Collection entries
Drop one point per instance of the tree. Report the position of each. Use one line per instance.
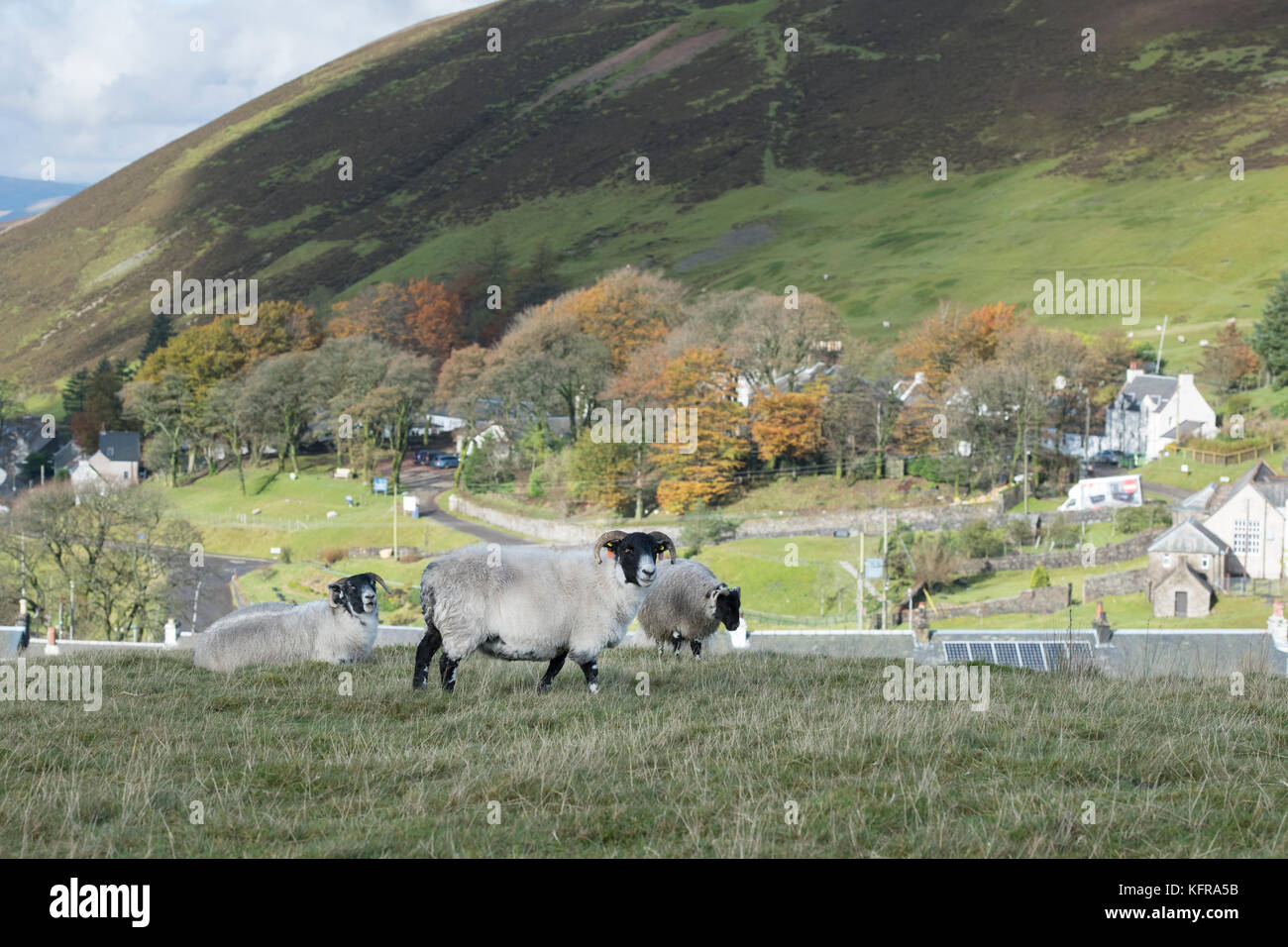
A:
(73, 393)
(165, 407)
(951, 339)
(124, 549)
(546, 360)
(159, 334)
(399, 402)
(281, 386)
(789, 424)
(702, 470)
(1229, 363)
(1270, 337)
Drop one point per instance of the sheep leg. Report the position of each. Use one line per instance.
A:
(552, 671)
(447, 671)
(591, 671)
(424, 655)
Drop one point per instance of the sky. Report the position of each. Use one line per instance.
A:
(97, 84)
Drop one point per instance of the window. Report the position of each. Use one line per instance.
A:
(1247, 536)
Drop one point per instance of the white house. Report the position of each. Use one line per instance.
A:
(1250, 514)
(1153, 411)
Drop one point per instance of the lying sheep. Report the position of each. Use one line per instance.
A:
(339, 630)
(536, 604)
(687, 604)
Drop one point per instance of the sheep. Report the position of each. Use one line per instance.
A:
(339, 630)
(535, 604)
(687, 604)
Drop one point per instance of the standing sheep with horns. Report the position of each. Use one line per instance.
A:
(536, 604)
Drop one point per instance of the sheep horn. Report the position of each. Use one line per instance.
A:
(666, 543)
(605, 539)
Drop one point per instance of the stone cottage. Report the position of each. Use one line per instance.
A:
(1186, 567)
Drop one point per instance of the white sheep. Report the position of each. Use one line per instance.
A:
(339, 630)
(535, 604)
(687, 603)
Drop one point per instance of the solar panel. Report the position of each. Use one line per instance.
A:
(956, 651)
(1008, 654)
(1030, 656)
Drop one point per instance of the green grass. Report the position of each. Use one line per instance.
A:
(292, 514)
(706, 764)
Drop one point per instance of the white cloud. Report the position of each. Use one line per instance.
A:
(97, 84)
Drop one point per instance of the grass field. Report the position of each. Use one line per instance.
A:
(706, 764)
(292, 514)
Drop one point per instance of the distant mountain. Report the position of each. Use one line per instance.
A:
(768, 166)
(21, 197)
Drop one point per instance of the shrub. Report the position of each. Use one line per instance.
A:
(979, 540)
(702, 526)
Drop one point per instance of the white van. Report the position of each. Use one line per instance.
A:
(1104, 492)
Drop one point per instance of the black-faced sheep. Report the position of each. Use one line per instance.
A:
(340, 629)
(536, 604)
(688, 603)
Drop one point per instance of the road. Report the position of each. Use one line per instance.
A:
(426, 483)
(215, 598)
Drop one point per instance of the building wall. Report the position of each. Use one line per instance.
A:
(1267, 523)
(1199, 599)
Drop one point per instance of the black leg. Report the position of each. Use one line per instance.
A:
(591, 671)
(424, 655)
(552, 671)
(447, 672)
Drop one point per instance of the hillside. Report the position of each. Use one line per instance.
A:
(767, 166)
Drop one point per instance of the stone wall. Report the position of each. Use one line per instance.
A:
(1052, 598)
(919, 518)
(1116, 583)
(1064, 558)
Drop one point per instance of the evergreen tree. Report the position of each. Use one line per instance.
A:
(159, 334)
(73, 393)
(1270, 339)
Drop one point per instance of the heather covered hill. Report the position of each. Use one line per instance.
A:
(767, 166)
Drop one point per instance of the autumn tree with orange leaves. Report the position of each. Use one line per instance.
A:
(952, 339)
(789, 424)
(702, 379)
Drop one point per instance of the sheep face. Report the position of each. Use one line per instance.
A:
(356, 594)
(635, 554)
(726, 605)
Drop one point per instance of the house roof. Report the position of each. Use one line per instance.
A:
(1189, 536)
(1189, 575)
(120, 446)
(1160, 388)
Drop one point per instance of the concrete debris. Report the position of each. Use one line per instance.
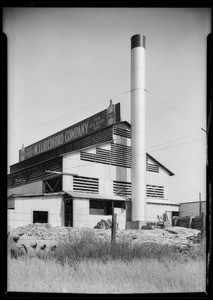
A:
(38, 239)
(104, 224)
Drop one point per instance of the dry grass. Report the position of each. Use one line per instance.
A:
(136, 276)
(83, 264)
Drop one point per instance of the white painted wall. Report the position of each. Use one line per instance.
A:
(30, 188)
(24, 207)
(193, 208)
(82, 218)
(156, 209)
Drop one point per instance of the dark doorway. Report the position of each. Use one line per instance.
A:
(53, 184)
(40, 216)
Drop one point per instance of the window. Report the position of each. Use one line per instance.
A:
(40, 216)
(122, 188)
(100, 207)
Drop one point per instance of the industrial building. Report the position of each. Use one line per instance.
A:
(195, 208)
(84, 173)
(73, 177)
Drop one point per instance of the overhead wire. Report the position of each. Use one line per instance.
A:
(180, 113)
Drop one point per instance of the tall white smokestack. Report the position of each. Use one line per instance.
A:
(138, 170)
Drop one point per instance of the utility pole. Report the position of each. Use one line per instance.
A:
(200, 209)
(114, 225)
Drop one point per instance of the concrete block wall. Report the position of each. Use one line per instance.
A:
(82, 218)
(24, 207)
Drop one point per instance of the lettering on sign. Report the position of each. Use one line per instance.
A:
(88, 126)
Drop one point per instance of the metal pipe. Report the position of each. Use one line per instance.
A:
(138, 168)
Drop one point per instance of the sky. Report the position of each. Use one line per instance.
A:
(65, 64)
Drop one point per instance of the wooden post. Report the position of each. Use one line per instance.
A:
(114, 225)
(200, 209)
(203, 225)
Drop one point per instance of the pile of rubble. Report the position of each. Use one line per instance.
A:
(38, 239)
(41, 231)
(104, 224)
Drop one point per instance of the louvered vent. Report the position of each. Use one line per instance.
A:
(122, 188)
(152, 168)
(155, 191)
(122, 132)
(86, 184)
(88, 156)
(19, 180)
(103, 156)
(120, 155)
(35, 175)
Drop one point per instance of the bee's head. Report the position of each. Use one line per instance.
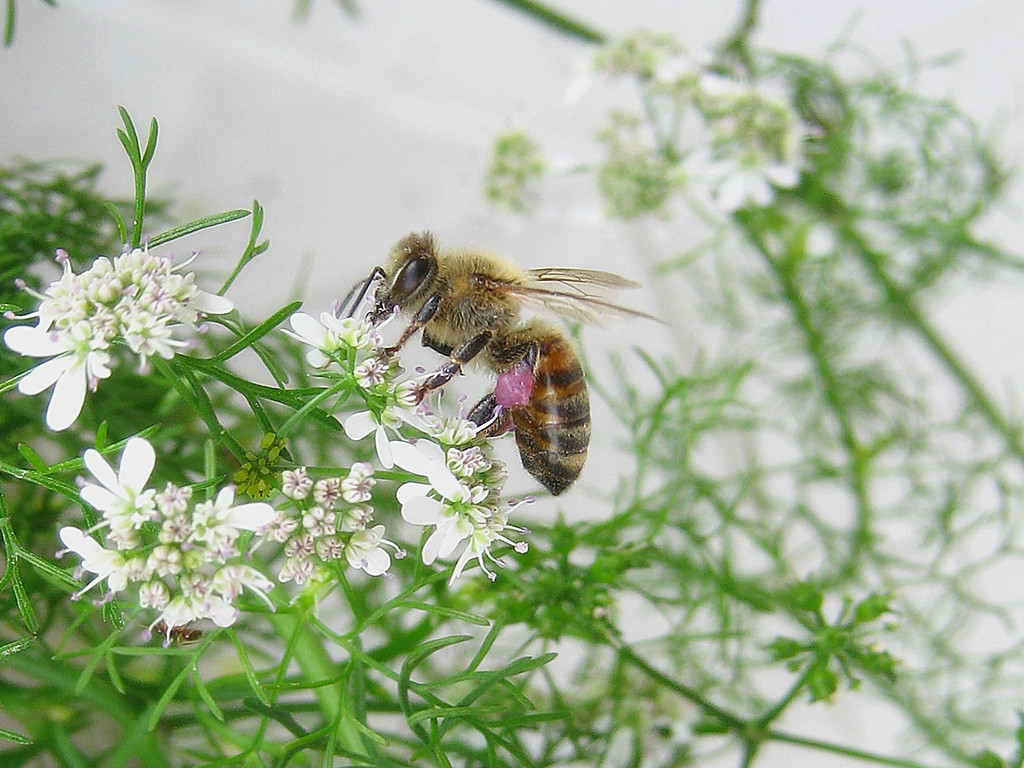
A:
(409, 273)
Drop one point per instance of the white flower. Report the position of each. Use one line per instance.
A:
(295, 483)
(749, 184)
(107, 564)
(76, 364)
(365, 551)
(154, 594)
(122, 498)
(136, 297)
(356, 486)
(363, 423)
(330, 335)
(327, 492)
(185, 609)
(460, 511)
(426, 459)
(218, 520)
(230, 580)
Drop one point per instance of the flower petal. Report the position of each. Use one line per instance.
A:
(84, 546)
(433, 544)
(252, 516)
(137, 461)
(221, 611)
(359, 425)
(43, 375)
(410, 491)
(465, 557)
(410, 458)
(307, 327)
(383, 448)
(97, 465)
(100, 499)
(453, 535)
(422, 511)
(376, 562)
(34, 341)
(68, 398)
(211, 303)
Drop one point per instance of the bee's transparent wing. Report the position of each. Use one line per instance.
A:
(573, 279)
(577, 294)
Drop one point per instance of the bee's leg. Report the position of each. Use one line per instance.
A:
(493, 418)
(460, 356)
(421, 318)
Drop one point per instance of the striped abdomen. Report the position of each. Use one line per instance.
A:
(553, 428)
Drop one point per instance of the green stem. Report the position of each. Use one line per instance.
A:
(903, 303)
(816, 743)
(832, 390)
(317, 665)
(557, 20)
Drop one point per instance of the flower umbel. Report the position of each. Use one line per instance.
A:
(329, 524)
(135, 301)
(461, 499)
(184, 559)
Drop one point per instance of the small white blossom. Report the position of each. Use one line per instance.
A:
(295, 483)
(365, 551)
(230, 580)
(220, 520)
(741, 184)
(356, 486)
(109, 565)
(154, 594)
(123, 499)
(136, 298)
(364, 423)
(75, 366)
(330, 336)
(355, 518)
(327, 492)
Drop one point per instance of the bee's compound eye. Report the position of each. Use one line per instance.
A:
(410, 278)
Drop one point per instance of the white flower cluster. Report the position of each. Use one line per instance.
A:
(736, 134)
(461, 499)
(462, 496)
(135, 300)
(182, 557)
(355, 346)
(330, 520)
(756, 140)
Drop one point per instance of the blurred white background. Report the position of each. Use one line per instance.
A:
(353, 131)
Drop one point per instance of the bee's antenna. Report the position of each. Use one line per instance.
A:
(358, 291)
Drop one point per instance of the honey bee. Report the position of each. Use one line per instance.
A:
(182, 634)
(467, 303)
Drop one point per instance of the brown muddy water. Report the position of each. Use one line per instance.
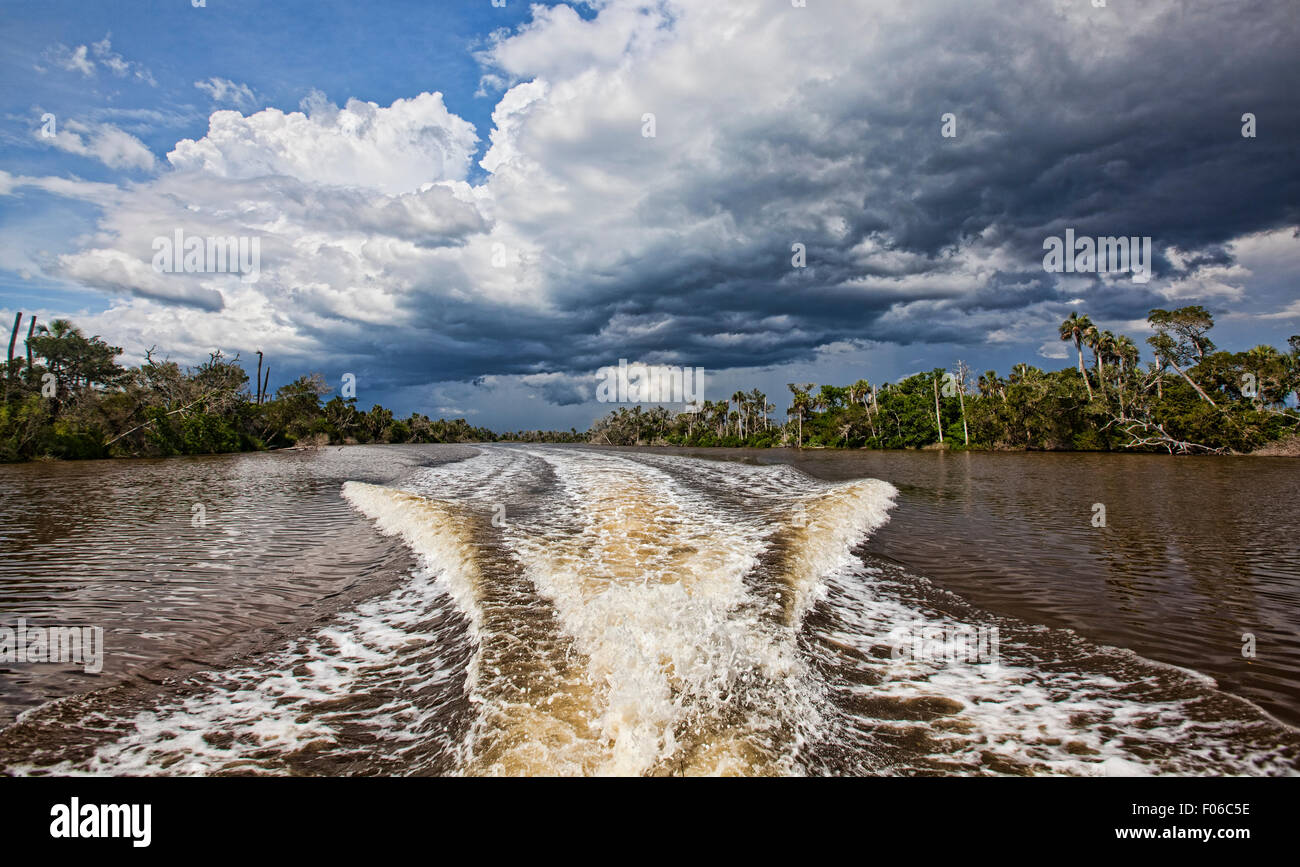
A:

- **Work request**
Retype the data word for word and keep the pictures out of it.

- **Exercise answer**
Drop one point per instance of the tree. Report the position of each. Use one line per instance.
A:
(73, 393)
(165, 407)
(951, 339)
(124, 549)
(546, 360)
(159, 334)
(399, 402)
(281, 386)
(789, 424)
(702, 470)
(1229, 363)
(1270, 337)
Drop one point per instance of the sheep leg. Report the position of each. Use one line per instance.
A:
(552, 671)
(447, 671)
(591, 671)
(424, 655)
Drop one point per instance of the sky. Report the position of each. Use one line per instance.
A:
(97, 84)
Drop one point per instance of the window. Report the position of each. Use one line per instance.
A:
(1247, 536)
Drop one point per instance of the white house. Report the position of each. Use one line per instance.
A:
(1250, 514)
(1153, 411)
Drop one point per instance of the lying sheep. Report the position of each. Use one line per instance.
A:
(339, 630)
(536, 604)
(687, 604)
Drop one point per instance of the sheep. Report the position of each. Use one line per instance.
A:
(339, 630)
(535, 604)
(687, 604)
Drop one point per instance of the standing sheep with horns. Report the position of each. Use one line per instance.
A:
(536, 604)
Drop one point per instance of the sheep horn. Report the position of each. Use one line per instance.
A:
(666, 543)
(605, 539)
Drop one point per instance of the stone cottage. Report the position of each. Use one line per instance.
A:
(1186, 567)
Drop one point per instance of the white sheep. Report the position of each. Use one line per instance.
A:
(339, 630)
(535, 604)
(687, 603)
Drop one point per instance of the solar panel. Report the position of each. Use one line per instance.
A:
(956, 651)
(1008, 654)
(1030, 656)
Drop one point per instance of the green grass. Report the position of each. Use one line per instance.
A:
(292, 514)
(706, 764)
Drop one point per instance of the white cloud. Report the position of each. Use one line per instance.
A:
(97, 84)
Drop one point per instance of the grass field. Report the position of each. Use one line per instance.
A:
(706, 764)
(292, 514)
Drop one point per instance of the distant mountain. Report the position of each. Use one line per instance.
A:
(768, 166)
(21, 197)
Drop one point per instance of the shrub. Report the position of each. Use one line per instance.
A:
(979, 540)
(702, 526)
Drop one point per instance of the white van. Report the position of each. Use one line per instance.
A:
(1104, 492)
Drop one point per instance of the black-faced sheep. Report the position of each. Use one line per instance.
A:
(340, 629)
(536, 604)
(688, 603)
Drop one point per instance of the road. Report the position of each. Use one line per instance.
A:
(426, 483)
(215, 598)
Drop one point per instance of the building wall. Report the position of each. Use one line per instance.
A:
(1267, 523)
(1199, 599)
Drop one point per instance of the black leg. Report the position of each. Use one line per instance.
A:
(591, 671)
(424, 655)
(552, 671)
(447, 672)
Drop one point per instance of the hillside. Report the position of each. Use one line per instance.
A:
(767, 166)
Drop one point per instance of the stone wall. Report the position of each. Use one line per instance.
A:
(1052, 598)
(919, 518)
(1116, 583)
(1064, 558)
Drop one point per instance of the evergreen tree. Report the position of each. Use one line per instance.
A:
(159, 334)
(73, 393)
(1270, 339)
Drop one point per instance of the heather covered hill. Report the position of each. Use one line per instance.
A:
(767, 166)
Drop one point per instance of the autumn tree with orange leaves. Report the position of each. Use one line per instance.
A:
(952, 339)
(789, 424)
(702, 379)
Drop one point per instance of the sheep face. Report the position of each. Use one line per instance.
A:
(356, 594)
(635, 554)
(726, 605)
Drop one point per instance of the house roof. Report the position of each. Use one line per instance.
A:
(1189, 536)
(1189, 575)
(120, 446)
(1160, 388)
Drop one point per instance of the concrete debris. Report the position of each. Use one line per instance.
A:
(38, 239)
(104, 224)
Drop one point per instance of the dry grass. Report the position of each. Use one line per instance.
A:
(136, 276)
(83, 264)
Drop one point per instance of the white painted wall. Report the position of each. Use one line per instance.
A:
(30, 188)
(24, 207)
(193, 208)
(82, 218)
(156, 209)
Drop one point per instance of the dark doorway. Report the position of each. Use one line per instance.
A:
(53, 184)
(40, 216)
Drop one point per instance of the window. Report the position of each. Use one line per instance.
A:
(40, 216)
(122, 188)
(100, 207)
Drop one point per instance of the industrial building. Report the position of each. Use one line per instance.
A:
(195, 208)
(84, 173)
(73, 177)
Drop one point per instance of the overhead wire. Report the position of each. Use one line per instance.
A:
(180, 113)
Drop one point per instance of the tall white smokestack. Report the position of each. Use one line per instance.
A:
(138, 170)
Drop one point per instance of the utility pole. Report the position of each. Use one line per instance.
A:
(200, 209)
(114, 225)
Drop one point per instance of the concrete block wall. Report the position of each. Use one line per instance.
A:
(82, 218)
(24, 207)
Drop one point per instance of the lettering on sign. Report the position of each. Use one line per instance.
A:
(88, 126)
Drop one point per instance of the metal pipe. Report the position of each. Use one line per instance.
A:
(138, 168)
Drop one point per instance of the sky. Report the position of each. Use one line per instance.
A:
(65, 64)
Drop one point per instance of the wooden post. Report the position of each. Use one line per instance.
A:
(114, 225)
(200, 209)
(203, 225)
Drop one point per instance of the pile of rubble. Report the position of each. Use one line per instance.
A:
(38, 239)
(41, 231)
(104, 224)
Drop one point per instance of the louvered vent. Report the position of each. Use one line per instance.
A:
(122, 188)
(152, 168)
(155, 191)
(122, 132)
(86, 184)
(88, 156)
(19, 180)
(103, 156)
(120, 155)
(35, 175)
Drop one point per instance of the bee's head. Report the position of each. Use one line per instance.
A:
(409, 273)
Drop one point per instance of the white flower. Report the position of each. Use one line per instance.
A:
(295, 483)
(749, 184)
(107, 564)
(76, 364)
(365, 551)
(154, 594)
(122, 498)
(136, 297)
(356, 486)
(363, 423)
(330, 335)
(327, 492)
(185, 609)
(460, 511)
(426, 459)
(218, 520)
(230, 580)
Drop one point per instance of the flower petal. Report the position of each. Use one line per instance.
A:
(84, 546)
(433, 544)
(252, 516)
(137, 461)
(221, 611)
(359, 425)
(43, 375)
(410, 491)
(465, 557)
(410, 458)
(307, 327)
(383, 448)
(97, 465)
(100, 499)
(453, 535)
(422, 511)
(376, 562)
(34, 341)
(68, 398)
(211, 303)
Drop one point per instance of the bee's transparent wing. Report the position of each. Use one line per instance.
A:
(573, 279)
(577, 294)
Drop one point per instance of the bee's leg. Report the position of each. Use one line per instance.
A:
(493, 418)
(460, 356)
(421, 318)
Drop one point per instance of the striped abdomen. Report the position of each. Use one line per instance.
A:
(553, 428)
Drop one point per instance of the green stem. Report the position of each. Use one line per instance.
A:
(903, 303)
(816, 743)
(832, 390)
(317, 665)
(557, 20)
Drop one point per instance of the flower umbel. Report the position of each. Use one line per instance.
A:
(329, 524)
(135, 301)
(461, 499)
(184, 559)
Drop one point per instance of the small white blossom. Report the position of each. Use one line per instance.
A:
(295, 483)
(365, 551)
(230, 580)
(220, 520)
(741, 184)
(356, 486)
(109, 565)
(154, 594)
(123, 499)
(136, 298)
(364, 423)
(75, 366)
(330, 336)
(355, 518)
(327, 492)
Drop one point per instance of the bee's compound eye. Report the position of each. Use one line per instance.
A:
(410, 278)
Drop one point per instance of the white flower cluster. Report the position of each. Use one line per instance.
A:
(736, 134)
(461, 499)
(462, 496)
(135, 300)
(182, 557)
(355, 346)
(330, 520)
(756, 140)
Drop one point per instance of the blurred white background. Report the position of each. Use one line per instance.
A:
(353, 131)
Drop one point per instance of the bee's antenna. Report the position of each. Use one line per instance.
A:
(358, 291)
Drop one point per instance of the honey bee. Report the position of each. Use one line per instance.
A:
(182, 634)
(467, 303)
Drop one point per instance of the brown muddy water. Report the position of each. Use one line per instance.
A:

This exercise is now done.